DATA:
-- Opening Marker --
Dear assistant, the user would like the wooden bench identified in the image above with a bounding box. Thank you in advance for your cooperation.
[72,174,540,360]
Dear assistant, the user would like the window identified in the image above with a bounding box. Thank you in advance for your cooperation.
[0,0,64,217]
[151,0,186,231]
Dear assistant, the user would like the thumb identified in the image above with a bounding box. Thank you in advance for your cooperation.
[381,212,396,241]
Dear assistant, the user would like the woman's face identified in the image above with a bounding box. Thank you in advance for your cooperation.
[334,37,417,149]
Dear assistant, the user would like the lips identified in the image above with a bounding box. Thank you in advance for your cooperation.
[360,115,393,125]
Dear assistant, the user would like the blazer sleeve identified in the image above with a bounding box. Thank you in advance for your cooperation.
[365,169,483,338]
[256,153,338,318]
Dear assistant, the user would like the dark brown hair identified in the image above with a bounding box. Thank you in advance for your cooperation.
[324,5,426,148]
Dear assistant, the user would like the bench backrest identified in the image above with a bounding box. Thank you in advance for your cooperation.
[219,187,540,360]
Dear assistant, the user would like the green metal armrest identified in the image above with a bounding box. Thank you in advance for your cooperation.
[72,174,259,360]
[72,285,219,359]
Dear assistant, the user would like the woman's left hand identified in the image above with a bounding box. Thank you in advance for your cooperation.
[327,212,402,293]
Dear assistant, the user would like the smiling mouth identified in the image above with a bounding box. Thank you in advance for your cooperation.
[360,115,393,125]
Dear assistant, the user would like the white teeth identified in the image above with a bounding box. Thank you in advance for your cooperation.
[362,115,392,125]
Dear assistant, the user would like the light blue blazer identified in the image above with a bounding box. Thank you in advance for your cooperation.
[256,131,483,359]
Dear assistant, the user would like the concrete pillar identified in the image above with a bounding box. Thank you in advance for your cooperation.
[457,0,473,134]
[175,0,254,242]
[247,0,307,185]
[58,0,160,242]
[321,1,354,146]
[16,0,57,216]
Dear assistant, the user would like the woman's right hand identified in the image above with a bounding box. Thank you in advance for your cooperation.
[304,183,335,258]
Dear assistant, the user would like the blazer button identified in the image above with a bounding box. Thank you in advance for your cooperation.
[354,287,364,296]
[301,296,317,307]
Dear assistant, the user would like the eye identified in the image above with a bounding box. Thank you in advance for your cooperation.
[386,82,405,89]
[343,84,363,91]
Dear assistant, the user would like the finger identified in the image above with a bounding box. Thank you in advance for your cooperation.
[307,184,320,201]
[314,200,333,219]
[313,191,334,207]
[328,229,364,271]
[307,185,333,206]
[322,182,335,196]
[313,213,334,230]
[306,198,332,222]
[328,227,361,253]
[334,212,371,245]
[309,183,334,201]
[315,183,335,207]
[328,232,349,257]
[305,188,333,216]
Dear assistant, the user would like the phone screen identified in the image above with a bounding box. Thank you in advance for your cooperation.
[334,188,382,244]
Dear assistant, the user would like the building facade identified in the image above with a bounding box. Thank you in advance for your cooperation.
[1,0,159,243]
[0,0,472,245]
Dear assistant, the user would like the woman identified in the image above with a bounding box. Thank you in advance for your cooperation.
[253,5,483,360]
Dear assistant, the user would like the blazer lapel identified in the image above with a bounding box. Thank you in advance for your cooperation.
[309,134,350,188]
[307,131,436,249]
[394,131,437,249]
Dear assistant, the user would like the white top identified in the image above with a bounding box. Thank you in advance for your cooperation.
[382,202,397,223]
-- Closing Marker --
WHAT THIS TASK INVOLVES:
Copy the entries exactly, leaving no line out.

RESULT OF THIS EXERCISE:
Dear assistant, the user would like the wooden bench identified in the image above with a bounding box. Thank you in advance for your cooperation.
[72,174,540,360]
Dear assistant, the user would like the window identified in the image above with a bounding box. Thank you in advance for your cooperation.
[0,0,64,217]
[151,0,186,231]
Dear assistant, the user would like the thumb identified in the image above with a bounding box. Thank you in advance for your cooperation.
[381,212,396,241]
Dear assistant, the user would like the woman's face identified in the image above with a bounding box. Thank you in advance for your cooperation.
[334,37,417,149]
Dear assistant, the user would like the lips identified in the image above with a bounding box. Thank you in advance for your cooperation.
[360,115,393,125]
Dear assistant, the user would like the blazer sleeve identified in the image above with a bounding box. Thank you in advance for your cooperation.
[365,169,483,338]
[256,153,338,318]
Dear assistant, the user would like the dark brown hair identified in the image above with a bounding box. Thank you in advance for your cooperation.
[324,5,426,148]
Dear assistant, the user would like the bench backrest identified in the image above with a bounding box. Thank you in advance for your cooperation.
[219,187,540,360]
Dear assistant, the user would like the green metal armrest identified in the image above with a bounding box. Thank you in advance for your cooperation.
[72,174,259,360]
[72,285,219,359]
Dear assistant, the user would like the woman's left hand identified in the image above with a bounding box. Thank you in advance for your cooperation.
[327,212,402,293]
Dear assistant, the user would like the smiling mouth identified in the image above with a bounding box. Thank you in advance for your cooperation.
[360,115,393,125]
Dear assistant, the user would like the white teeth identified in the image above with a bounding box. Thank you in advance for your cooperation.
[362,115,392,125]
Dear assistant, the user would like the light blue blazer identified in the image above with a bounding box. Thank you in advance for your cooperation.
[256,131,483,359]
Dear assistant, the user would like the concrete pillar identified in the image above with a bounding box. Thank you in advance for your cooperation.
[457,0,473,134]
[175,0,254,242]
[247,0,307,185]
[58,0,160,242]
[321,1,354,146]
[16,0,57,216]
Dear assistant, the user would like the woman's right hand identified in the image above with a bounding box. Thank you in advance for your cooperation.
[304,183,335,258]
Dear assistant, the user would like the blazer button identified in the image above with a bounding box. Thank you in advance for your cooperation.
[354,287,364,296]
[301,296,317,307]
Dear assistant, the user would like the eye identified in the image above with a bounding box. Thank you in advance for your cooperation.
[386,82,405,89]
[343,84,363,91]
Dear assistant, the user would like the finger identified in the image above with a bounding box. Thank you in advance for your cooperation.
[307,184,320,201]
[314,200,333,219]
[313,191,334,207]
[328,229,364,271]
[307,185,333,206]
[322,182,335,196]
[313,213,334,230]
[306,198,332,222]
[328,227,361,253]
[334,212,371,245]
[309,183,334,201]
[315,183,335,207]
[328,232,349,257]
[305,188,333,216]
Dear assistant, the user would like the phone screen identified in the image above with a bounding box. Thank you in advance for your cooperation.
[334,188,382,244]
Dear assistant, the user would like the building facade identified in the image above with a bounding box. Thank you in advance for your cooperation.
[1,0,159,243]
[0,0,472,245]
Dear assistant, the user would like the woman identified in the image above with a bounding box. Thank you in advance for your cooperation.
[253,5,483,360]
Dear assistant, the user would like the blazer lapel identified in the image above with a bounding box. Thank you in advance for your cooperation.
[309,134,350,188]
[307,131,436,249]
[394,131,437,249]
Dear assistant, the user would like the white top identified in the image above with a bounding box. Thank you in advance for your cooperation.
[382,202,397,223]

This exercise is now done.